SET EXERCISE - Repeat the records below word for word, leaving out the pictures.

SUPPLIED MATERIAL -
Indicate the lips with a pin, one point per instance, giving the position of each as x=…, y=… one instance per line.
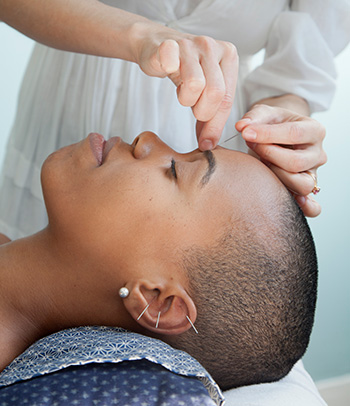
x=100, y=148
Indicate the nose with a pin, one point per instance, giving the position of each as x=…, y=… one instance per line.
x=149, y=144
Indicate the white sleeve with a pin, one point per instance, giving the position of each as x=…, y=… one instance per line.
x=300, y=52
x=297, y=388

THE SOLUTION -
Indicate the lips with a pin, one point per instance, giving the position of each as x=…, y=… one instance per line.
x=100, y=148
Indicate the nose with a pin, one point per instance, giving the position of each as x=…, y=… one instance per line.
x=149, y=144
Indicate the white sleeve with a pin, one point per instance, giving the position of each as x=…, y=… one instance per line.
x=300, y=52
x=297, y=388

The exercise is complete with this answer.